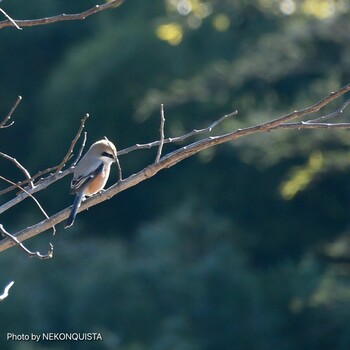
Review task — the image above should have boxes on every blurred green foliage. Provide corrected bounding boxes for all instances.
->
[0,0,350,350]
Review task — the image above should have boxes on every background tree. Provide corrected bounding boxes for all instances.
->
[0,0,350,350]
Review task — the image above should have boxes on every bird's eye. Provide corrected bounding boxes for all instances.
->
[102,152,114,159]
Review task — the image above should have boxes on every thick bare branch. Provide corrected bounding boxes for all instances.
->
[0,0,123,29]
[56,113,89,173]
[118,111,238,156]
[0,84,350,251]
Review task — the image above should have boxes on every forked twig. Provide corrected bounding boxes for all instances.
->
[0,281,15,301]
[0,0,123,29]
[56,113,89,174]
[0,224,53,260]
[0,96,22,129]
[0,152,34,188]
[156,104,165,163]
[0,84,350,252]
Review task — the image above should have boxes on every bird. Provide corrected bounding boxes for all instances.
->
[65,137,118,228]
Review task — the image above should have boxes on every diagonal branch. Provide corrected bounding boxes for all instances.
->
[0,0,123,29]
[156,104,165,163]
[0,84,350,252]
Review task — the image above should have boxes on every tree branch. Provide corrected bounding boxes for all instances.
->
[0,0,123,29]
[0,84,350,252]
[0,96,22,129]
[0,281,15,301]
[0,224,53,260]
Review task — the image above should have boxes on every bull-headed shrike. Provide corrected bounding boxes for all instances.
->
[65,138,117,228]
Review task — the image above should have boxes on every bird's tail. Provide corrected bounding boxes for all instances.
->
[64,192,83,228]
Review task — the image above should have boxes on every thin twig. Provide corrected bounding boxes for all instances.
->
[0,224,53,260]
[56,113,89,173]
[0,8,22,30]
[156,104,165,163]
[305,99,350,123]
[0,175,56,234]
[71,131,87,168]
[0,0,123,29]
[0,84,350,252]
[0,168,73,214]
[0,96,22,129]
[0,152,34,188]
[118,111,238,156]
[0,281,15,301]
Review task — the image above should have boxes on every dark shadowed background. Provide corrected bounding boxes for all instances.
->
[0,0,350,350]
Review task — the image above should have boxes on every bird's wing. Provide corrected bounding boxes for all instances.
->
[70,162,103,194]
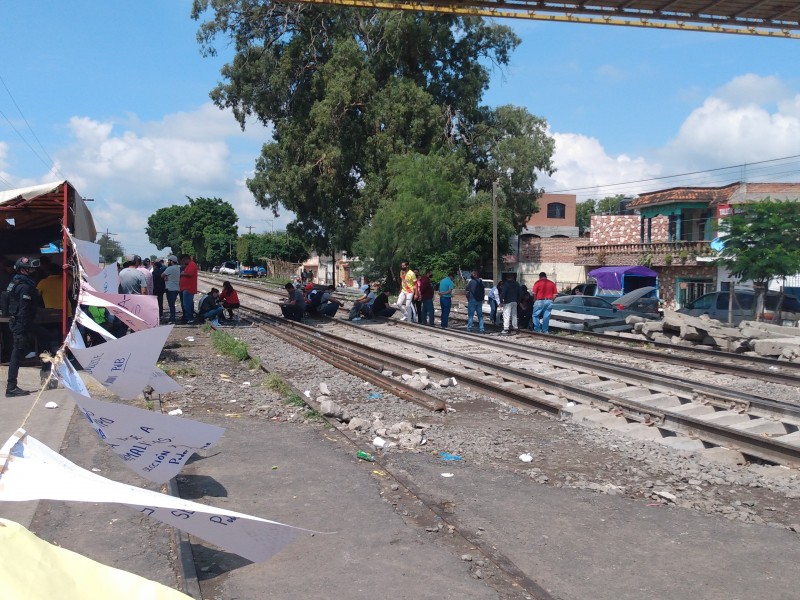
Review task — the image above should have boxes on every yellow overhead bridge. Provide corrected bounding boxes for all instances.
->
[278,0,800,39]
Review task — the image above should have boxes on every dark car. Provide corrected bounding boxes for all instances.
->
[553,296,658,319]
[677,289,800,327]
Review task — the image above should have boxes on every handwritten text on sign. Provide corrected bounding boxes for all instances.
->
[0,429,313,562]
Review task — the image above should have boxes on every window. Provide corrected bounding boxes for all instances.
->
[547,202,567,219]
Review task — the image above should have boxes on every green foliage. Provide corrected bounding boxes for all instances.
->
[236,231,308,266]
[720,198,800,289]
[192,0,553,258]
[145,196,238,267]
[211,330,250,362]
[262,373,292,396]
[575,199,595,235]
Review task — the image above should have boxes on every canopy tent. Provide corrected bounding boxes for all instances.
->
[589,266,658,290]
[0,181,97,255]
[0,181,97,335]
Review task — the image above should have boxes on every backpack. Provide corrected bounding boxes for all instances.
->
[473,279,486,302]
[0,281,18,317]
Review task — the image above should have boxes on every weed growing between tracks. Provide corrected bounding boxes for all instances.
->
[211,329,259,369]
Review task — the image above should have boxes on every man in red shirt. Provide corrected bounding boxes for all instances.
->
[531,272,558,333]
[180,254,197,325]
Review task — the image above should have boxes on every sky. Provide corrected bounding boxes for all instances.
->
[0,0,800,256]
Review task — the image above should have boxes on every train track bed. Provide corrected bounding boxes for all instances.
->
[202,272,800,390]
[156,316,800,598]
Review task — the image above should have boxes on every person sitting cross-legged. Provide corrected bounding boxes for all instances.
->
[197,288,225,327]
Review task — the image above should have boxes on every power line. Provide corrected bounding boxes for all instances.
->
[548,154,800,194]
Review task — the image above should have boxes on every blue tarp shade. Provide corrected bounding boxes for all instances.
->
[589,267,658,293]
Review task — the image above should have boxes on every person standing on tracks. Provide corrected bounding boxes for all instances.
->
[397,261,417,321]
[2,256,43,398]
[466,271,486,333]
[500,273,520,334]
[531,271,558,333]
[161,254,181,325]
[219,281,241,321]
[280,281,306,321]
[415,269,434,327]
[181,254,197,325]
[153,259,166,323]
[119,254,147,296]
[439,271,455,329]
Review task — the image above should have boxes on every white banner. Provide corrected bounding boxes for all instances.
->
[69,236,100,265]
[64,390,225,483]
[0,429,313,562]
[82,263,119,294]
[70,325,172,399]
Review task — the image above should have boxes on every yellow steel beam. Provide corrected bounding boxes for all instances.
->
[278,0,800,39]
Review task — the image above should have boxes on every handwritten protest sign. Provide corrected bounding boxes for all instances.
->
[78,287,159,331]
[0,429,313,562]
[63,389,225,483]
[70,325,172,399]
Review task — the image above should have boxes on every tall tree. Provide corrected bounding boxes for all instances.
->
[145,196,238,265]
[192,0,525,254]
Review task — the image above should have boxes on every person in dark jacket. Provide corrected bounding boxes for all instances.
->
[500,273,520,334]
[6,256,42,398]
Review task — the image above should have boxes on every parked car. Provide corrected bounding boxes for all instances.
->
[553,296,659,319]
[219,260,239,275]
[678,289,800,327]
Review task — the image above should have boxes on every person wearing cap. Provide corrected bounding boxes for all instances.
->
[136,257,154,296]
[280,281,306,321]
[181,254,198,325]
[119,254,147,295]
[161,254,181,325]
[347,283,375,321]
[531,271,558,333]
[3,256,43,398]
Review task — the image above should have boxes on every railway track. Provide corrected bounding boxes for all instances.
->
[204,274,800,386]
[200,278,800,466]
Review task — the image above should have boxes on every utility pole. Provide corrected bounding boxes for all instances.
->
[492,180,500,285]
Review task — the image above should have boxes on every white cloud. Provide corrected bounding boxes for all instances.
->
[543,133,660,200]
[46,103,277,254]
[543,74,800,200]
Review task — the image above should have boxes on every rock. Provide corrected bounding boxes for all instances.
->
[347,417,369,431]
[319,398,344,420]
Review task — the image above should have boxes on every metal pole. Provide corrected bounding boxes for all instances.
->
[492,181,500,284]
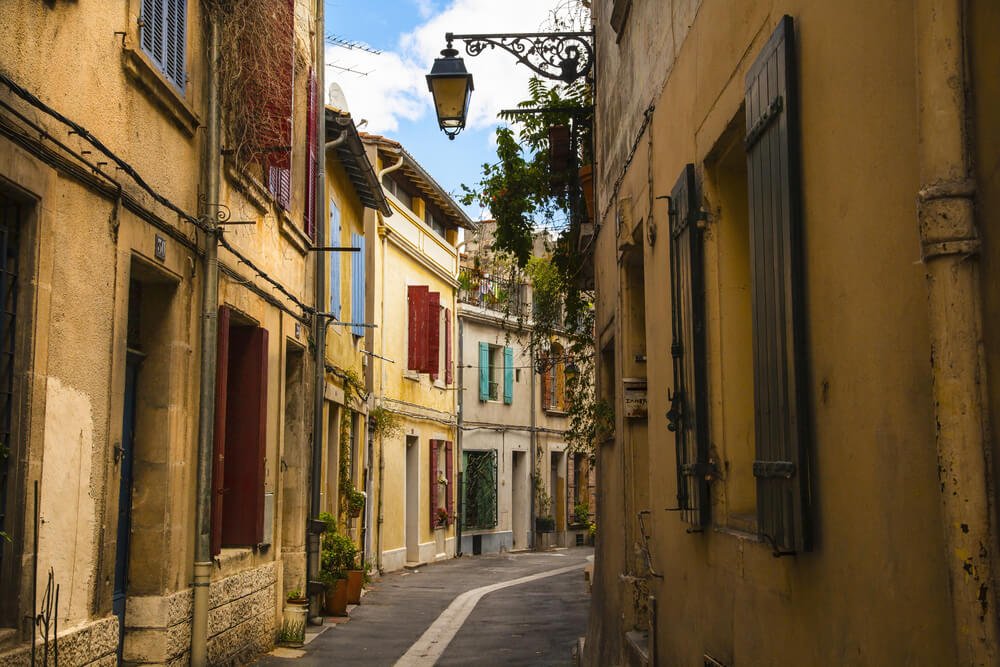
******
— What you should do —
Rewrite all of the records above with "Provide" swapped for "Supply" and nothing else changed. Leave out the pictures.

— Full output —
Review task — the image above should have boxes on every blurred green foliage. Supply corrected bounding boxes for all instances.
->
[0,0,350,350]
Review task — the image above should have boxes on every background tree. Supply corrected bounding boxes for all instances.
->
[0,0,350,350]
Review task — the image above should have boxes on every bird's eye. Supply corrected bounding boxes for all instances.
->
[102,152,114,159]
Review task — the image above should have boxes on every thick bare branch. Supply corrected bounding boxes for all instances.
->
[0,0,123,29]
[56,113,89,173]
[118,111,238,156]
[0,84,350,251]
Review task — the image above should have boxes on every forked twig. Supply corrected bounding boxes for all instances.
->
[0,281,15,301]
[0,0,123,29]
[56,113,89,174]
[0,224,53,260]
[0,96,22,129]
[0,152,34,188]
[156,104,165,163]
[0,84,350,252]
Review task — the image above should have boxes on every bird. Supply corrected bounding boxes for all instances.
->
[65,137,118,228]
Review task — the image above should have boxes on every diagonal branch. Supply corrected bounding boxes for all instances.
->
[0,0,123,29]
[156,104,165,163]
[0,84,350,252]
Review task — the image above should have boxes on every tree branch. Supply corrected bounding boxes for all instances.
->
[0,0,123,29]
[0,84,350,252]
[0,96,22,129]
[0,281,15,301]
[0,224,53,260]
Review task — the image above should have boxes on every bull-headed shrike. Supply corrected bounding boxes for all instances.
->
[65,138,117,228]
Review task — the image above should have boxes on every bird's tail. Supply corrected bounding boxes for all instances.
->
[64,192,83,228]
Review task — the image above should have boxes on every thin twig. Supply corrected bounding boxes for all instances.
->
[0,224,53,260]
[56,113,89,173]
[0,8,22,30]
[156,104,165,163]
[305,99,350,123]
[0,175,56,234]
[71,131,87,168]
[0,0,123,29]
[0,84,350,252]
[0,168,73,214]
[0,96,22,129]
[0,152,34,188]
[118,111,238,156]
[0,281,15,301]
Review task — the image above should have boxes on every dark shadowed background. Supply corrected bounding boxes for all instances.
->
[0,0,350,350]
Review task — the image above should have boxes on every bird's wing. Supply corrected bounding boxes for all instances.
->
[70,162,103,194]
Review task — the image above should have boxes on every yellow overhead bridge. Supply corrected bounding boxes for all instances.
->
[278,0,800,39]
Review task — the image above should have boxes on every dark car. Supply corrected bounding boxes for all instances.
->
[553,296,658,319]
[677,289,800,327]
Review task — the image above should have boxes on every handwritten text on sign. Supply corrected bounding boxes for all instances.
->
[0,429,313,562]
Review task — the image above should have boxes on every window. Supply corrected bounding boxes for all instances.
->
[547,202,567,219]
Review task — the image above should have boxes on every green foliage. Supply corrected bounding boxes for all instances.
->
[236,231,308,266]
[720,198,800,289]
[192,0,553,258]
[145,196,238,267]
[211,330,250,362]
[262,373,292,396]
[575,199,595,235]
Review task — the image above should have boxes on every canopy tent. Supply corrected bounding boxes for all instances.
->
[589,266,658,290]
[0,181,97,255]
[0,181,97,335]
Review task — the image above should have boxes on every backpack. Supply corrected bounding boxes for all instances.
->
[473,279,486,302]
[0,281,18,317]
Review task — the image above should have boxes on every weed growing between tracks. Supply corrected bounding boxes for all instances.
->
[211,329,259,369]
Review task — the image above should have boxes on every man in red shirt. Supply corrected bounding boxes for all instances.
->
[531,272,558,333]
[180,254,197,325]
Review task — the image above should have boxes on every sky. Supply corrected bounding boxes for all instances.
->
[0,0,800,256]
Review task — the image above should have boxes on every train track bed. Supply corrected bounding boxes for all instances.
->
[202,272,800,390]
[156,316,800,598]
Review task — the image above should have boxes on every person sitting cross-legged. Supply corrected bounding boxes for all instances.
->
[197,288,225,327]
Review task — the image above should have boxes on every power line. Supply corrected bounding boxes for all instances.
->
[548,154,800,194]
Review task — the image above should have boxes on every blue tarp shade. Supply corrected bounding boxes for all instances.
->
[589,267,658,293]
Review task — the image above should have boxes on every person standing on tracks. Supply corrected bounding boxes for all instances.
->
[397,261,417,321]
[2,256,43,398]
[466,271,486,333]
[500,273,520,334]
[531,271,558,333]
[161,254,181,325]
[219,281,241,321]
[280,281,306,321]
[415,269,434,327]
[181,254,197,325]
[153,259,166,323]
[119,254,147,296]
[439,271,455,329]
Review task — the image above should have boxes on every white banner. Supply corrected bounding boxes for all instances.
->
[69,236,100,265]
[64,390,225,483]
[0,429,313,562]
[82,263,119,294]
[70,325,172,399]
Review task — the image above should have boxes on every yellow steel beam. Supply corrected bounding boxes for all instances.
->
[278,0,800,39]
Review task — the image above should have boxes on every handwritten protest sign. Supply corrected bounding boxes for all instances.
->
[78,287,159,331]
[0,429,313,562]
[63,389,225,483]
[70,325,172,399]
Review task — the image above should have boxes on every tall tree. Supply corrected bounding boxes for all instances.
->
[145,196,238,265]
[192,0,525,254]
Review task — the image above should have boxes on every person in dark jacket. Supply corrected bounding boxes for all instances.
->
[500,273,520,334]
[6,256,42,398]
Review task — the image above should have boxes on every parked car. Supply corrected bounding boxes for all instances.
->
[553,296,659,319]
[219,260,239,275]
[678,289,800,327]
Review task — the image above should have boxes on every person wearing cap. Supply corrected bounding boxes for all instances.
->
[136,257,154,296]
[280,281,306,321]
[181,254,198,325]
[119,254,147,295]
[161,254,181,325]
[347,283,375,321]
[531,271,558,333]
[3,256,43,398]
Review task — the image above should have boxes on every railway track. Supply corrected bounding boxes for all instances.
->
[204,274,800,386]
[200,278,800,466]
Review task — the image above should have boxes on every utility pole. Supply corrected bounding boxes for all instances.
->
[492,180,500,285]
Review task — the image above should have boxes on every white cloud. Supply corrected bounding boxes for all instances.
->
[543,133,660,200]
[46,103,277,254]
[543,74,800,200]
Review task — the image above should have boxes on every rock. Supply corrected bounding boxes for all instances.
->
[347,417,369,431]
[319,398,344,420]
Review task — the image above should have boxes on every metal pole. Supply corrected bounding boxes for all instances.
->
[492,181,500,284]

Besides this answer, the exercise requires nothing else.